• What the task asks:
Rescale the lines starting at the one containing "pin: cow's tail" and ending at the last line, writing each of them out again with its request. Multiply every answer coordinate by 1.45 and round to a whole number, with halves going up, but leave the coordinates in the requests' layout samples unchanged.

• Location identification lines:
- - -

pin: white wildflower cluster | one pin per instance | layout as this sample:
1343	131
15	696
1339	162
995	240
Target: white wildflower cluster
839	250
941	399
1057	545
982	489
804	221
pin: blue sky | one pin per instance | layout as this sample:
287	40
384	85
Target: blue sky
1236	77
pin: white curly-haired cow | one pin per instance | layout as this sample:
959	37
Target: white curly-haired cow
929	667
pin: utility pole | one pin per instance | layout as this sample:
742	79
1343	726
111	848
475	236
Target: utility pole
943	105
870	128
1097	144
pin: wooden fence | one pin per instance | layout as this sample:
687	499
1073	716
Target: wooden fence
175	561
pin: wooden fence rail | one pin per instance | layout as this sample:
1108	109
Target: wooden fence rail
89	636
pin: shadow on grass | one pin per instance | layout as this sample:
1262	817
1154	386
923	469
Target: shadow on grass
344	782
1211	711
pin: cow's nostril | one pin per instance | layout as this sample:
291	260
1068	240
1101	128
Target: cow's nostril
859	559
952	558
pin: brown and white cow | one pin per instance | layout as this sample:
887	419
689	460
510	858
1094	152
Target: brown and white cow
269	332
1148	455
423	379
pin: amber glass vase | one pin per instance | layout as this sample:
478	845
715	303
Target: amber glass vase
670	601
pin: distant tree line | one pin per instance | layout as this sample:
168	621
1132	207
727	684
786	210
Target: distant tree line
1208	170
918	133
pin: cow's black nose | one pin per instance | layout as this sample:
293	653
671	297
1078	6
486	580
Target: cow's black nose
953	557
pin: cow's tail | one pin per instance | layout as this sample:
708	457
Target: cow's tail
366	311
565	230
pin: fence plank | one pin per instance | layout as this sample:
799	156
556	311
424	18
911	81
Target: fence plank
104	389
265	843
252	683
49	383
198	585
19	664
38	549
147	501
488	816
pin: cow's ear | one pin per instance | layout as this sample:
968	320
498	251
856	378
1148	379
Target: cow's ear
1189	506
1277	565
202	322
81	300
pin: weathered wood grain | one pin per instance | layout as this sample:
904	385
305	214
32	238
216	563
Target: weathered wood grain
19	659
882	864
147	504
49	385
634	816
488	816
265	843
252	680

- - -

• Written reply:
pin: cow's tail | one pin per instance | layout as this sample:
708	457
Target: cow's tail
531	451
819	334
pin: fence plank | one pin per instance | layout as this sample:
799	156
556	311
424	18
911	81
Target: fence plank
151	564
384	1222
365	990
71	555
287	848
28	963
55	796
213	726
708	1183
pin: cow's ear | one pin per instance | layout as this sample:
968	320
498	251
856	378
1148	379
Target: cow's ear
1724	734
1852	819
293	467
117	435
pin: weathered wood grain | one pin per instance | layout as this sample:
904	385
305	214
32	238
216	563
Target: weathered wood grain
28	956
1279	1253
213	731
71	558
919	1183
708	1183
384	1222
365	986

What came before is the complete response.